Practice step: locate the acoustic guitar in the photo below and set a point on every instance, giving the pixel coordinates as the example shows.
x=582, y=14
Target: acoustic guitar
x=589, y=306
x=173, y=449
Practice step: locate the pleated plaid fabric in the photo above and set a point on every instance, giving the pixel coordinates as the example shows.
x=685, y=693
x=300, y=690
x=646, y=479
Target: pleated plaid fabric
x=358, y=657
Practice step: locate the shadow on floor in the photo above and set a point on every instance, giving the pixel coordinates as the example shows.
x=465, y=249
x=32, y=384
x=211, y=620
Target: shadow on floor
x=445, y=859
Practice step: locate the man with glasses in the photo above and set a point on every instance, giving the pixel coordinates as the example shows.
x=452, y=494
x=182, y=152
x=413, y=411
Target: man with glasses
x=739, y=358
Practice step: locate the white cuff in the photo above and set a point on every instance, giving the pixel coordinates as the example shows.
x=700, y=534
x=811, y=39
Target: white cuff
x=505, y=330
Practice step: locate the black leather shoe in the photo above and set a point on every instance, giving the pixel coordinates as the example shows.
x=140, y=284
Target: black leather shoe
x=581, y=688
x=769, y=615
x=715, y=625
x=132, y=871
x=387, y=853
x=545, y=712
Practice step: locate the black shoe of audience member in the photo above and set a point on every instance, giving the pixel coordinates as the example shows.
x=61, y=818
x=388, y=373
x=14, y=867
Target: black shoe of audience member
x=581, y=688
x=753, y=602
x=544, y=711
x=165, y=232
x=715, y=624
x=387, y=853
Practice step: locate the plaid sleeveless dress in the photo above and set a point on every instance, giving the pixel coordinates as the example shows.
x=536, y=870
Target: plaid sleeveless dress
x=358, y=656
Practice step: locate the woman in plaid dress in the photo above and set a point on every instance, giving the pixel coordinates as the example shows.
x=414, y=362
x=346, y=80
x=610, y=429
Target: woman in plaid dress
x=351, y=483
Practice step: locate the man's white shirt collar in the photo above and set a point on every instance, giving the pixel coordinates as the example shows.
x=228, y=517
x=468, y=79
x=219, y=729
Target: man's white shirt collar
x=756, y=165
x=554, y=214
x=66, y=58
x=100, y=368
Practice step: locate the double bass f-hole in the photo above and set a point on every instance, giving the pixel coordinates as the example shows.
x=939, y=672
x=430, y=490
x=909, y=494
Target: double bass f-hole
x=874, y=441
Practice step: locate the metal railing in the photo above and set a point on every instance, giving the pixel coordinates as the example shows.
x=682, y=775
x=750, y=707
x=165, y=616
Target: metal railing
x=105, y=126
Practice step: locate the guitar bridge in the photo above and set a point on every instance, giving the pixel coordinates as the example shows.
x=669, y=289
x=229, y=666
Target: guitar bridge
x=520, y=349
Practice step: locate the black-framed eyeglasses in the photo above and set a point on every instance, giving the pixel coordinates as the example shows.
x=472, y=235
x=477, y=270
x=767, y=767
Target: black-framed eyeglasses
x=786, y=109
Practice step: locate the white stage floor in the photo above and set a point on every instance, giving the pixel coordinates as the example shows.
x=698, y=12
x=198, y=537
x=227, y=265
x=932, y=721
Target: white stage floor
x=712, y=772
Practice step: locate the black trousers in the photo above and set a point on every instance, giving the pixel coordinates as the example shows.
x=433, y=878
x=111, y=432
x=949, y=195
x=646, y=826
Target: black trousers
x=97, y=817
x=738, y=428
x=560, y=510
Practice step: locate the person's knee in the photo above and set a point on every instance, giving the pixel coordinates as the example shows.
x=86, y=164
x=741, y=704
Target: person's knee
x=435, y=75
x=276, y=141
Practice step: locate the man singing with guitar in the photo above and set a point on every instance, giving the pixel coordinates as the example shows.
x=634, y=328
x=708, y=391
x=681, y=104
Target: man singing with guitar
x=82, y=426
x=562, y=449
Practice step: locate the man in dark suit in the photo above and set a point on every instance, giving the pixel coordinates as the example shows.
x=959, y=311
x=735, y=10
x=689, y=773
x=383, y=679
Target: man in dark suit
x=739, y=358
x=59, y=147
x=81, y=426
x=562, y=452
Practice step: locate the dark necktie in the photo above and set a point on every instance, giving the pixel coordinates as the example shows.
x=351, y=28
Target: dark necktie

### What is needed
Copy the listing above word for word, every line of it from top to bottom, changing nothing.

### Final result
Practice step: locate the acoustic guitar in the photo below and set a point on every instance, giving the pixel coordinates as the example shows.
x=582, y=14
Target: acoustic guitar
x=589, y=306
x=173, y=449
Practice step: locate the pleated plaid fabric in the photo above and set a point on every instance, giving the pixel coordinates as the example shows.
x=685, y=693
x=300, y=690
x=646, y=479
Target: pleated plaid fabric
x=358, y=657
Practice step: locate the shadow on floor in the photo above and set a point on every instance, giving the pixel coordinates as the example shows.
x=465, y=249
x=32, y=384
x=211, y=620
Target: shadow on floor
x=445, y=859
Practice step: locate the man with glasses in the photo above and set a point on every instance, giving the pixel coordinates as the example shows.
x=452, y=494
x=182, y=152
x=413, y=411
Target: man with glasses
x=739, y=358
Practice step: locate the white cuff in the photo above and set a point on every instance, giving the pixel coordinates as the example shows.
x=700, y=534
x=811, y=39
Target: white cuff
x=505, y=330
Practice step: locate the black leather shoe in the photo above and set a point on every instance, giving the pixel coordinates as the example shows.
x=140, y=284
Target: black leather shoe
x=581, y=688
x=769, y=615
x=715, y=625
x=132, y=871
x=387, y=853
x=545, y=712
Practice step: locate the black shoe of audience member in the photo above and set a point on every instance, giving the pixel coordinates as the example shows.
x=61, y=818
x=388, y=373
x=14, y=867
Target: black shoe of audience member
x=581, y=688
x=753, y=602
x=544, y=711
x=165, y=232
x=715, y=624
x=387, y=853
Practice step: locate the plaid sleeveless dress in the photo above and set a point on every instance, giving the pixel coordinates as the example shows.
x=536, y=870
Target: plaid sleeveless dress
x=358, y=656
Practice step: locate the woman in plaid dress in the photo above and set a point on every instance, giving the pixel coordinates as the example shows.
x=414, y=362
x=346, y=80
x=610, y=429
Target: woman in plaid dress
x=351, y=483
Practice step: locate the man's white shirt collar in the photo above and set a point on every instance, giving the pixel coordinates as the example shows.
x=228, y=517
x=468, y=79
x=219, y=729
Target: man's white shirt collar
x=756, y=165
x=554, y=214
x=66, y=58
x=100, y=368
Practice step: locate the double bass f-hole in the photo above and set a point on every instance, giving the pixel coordinates as the example shows.
x=939, y=672
x=430, y=490
x=909, y=494
Target: double bass f-hole
x=874, y=441
Practice step: locate the metal railing in the photo above and set a point on every instance, giving the pixel coordinates as the example shows.
x=682, y=775
x=750, y=707
x=165, y=616
Target: metal railing
x=105, y=126
Practice step: locate the guitar bridge in the photo above and set a point on every instance, giving the pixel coordinates as the example shows.
x=669, y=289
x=229, y=666
Target: guitar bridge
x=520, y=349
Practice step: locate the black-framed eyeglasses in the photo above and set a point on every instance, giving the pixel coordinates as the example shows.
x=472, y=235
x=477, y=270
x=767, y=767
Target: black-framed eyeglasses
x=786, y=109
Practice step: locate the white stage floor in the photo above and set a point on every instance, giving the pixel coordinates as the example shows.
x=698, y=12
x=198, y=537
x=227, y=265
x=932, y=721
Target: white stage floor
x=712, y=772
Practice step: locate the black trousers in the photo above and set a point on every instance, giving the pixel coordinates as the example shows.
x=433, y=878
x=111, y=432
x=949, y=195
x=646, y=826
Target: black trousers
x=97, y=817
x=738, y=428
x=560, y=510
Practice step: locate the person's knee in the photo above and set a point on every instance, giving the pixel coordinates as the example shows.
x=86, y=164
x=741, y=704
Target: person's knee
x=435, y=75
x=276, y=141
Practice step: locate the man singing with guitar in the photo above and set a point on every instance, giving the pixel coordinates as the example shows.
x=634, y=328
x=708, y=391
x=681, y=104
Target: man singing with guitar
x=82, y=426
x=562, y=449
Practice step: locate the man in dark suit in the photo above and set a point on every instance, giving the pixel coordinates as the example shows.
x=959, y=311
x=735, y=10
x=689, y=773
x=383, y=679
Target: man in dark suit
x=739, y=358
x=59, y=147
x=81, y=426
x=562, y=452
Practice step: locate the dark necktie in the photo above and set a point on every instance, giving the pixel coordinates as the example shows.
x=351, y=28
Target: dark necktie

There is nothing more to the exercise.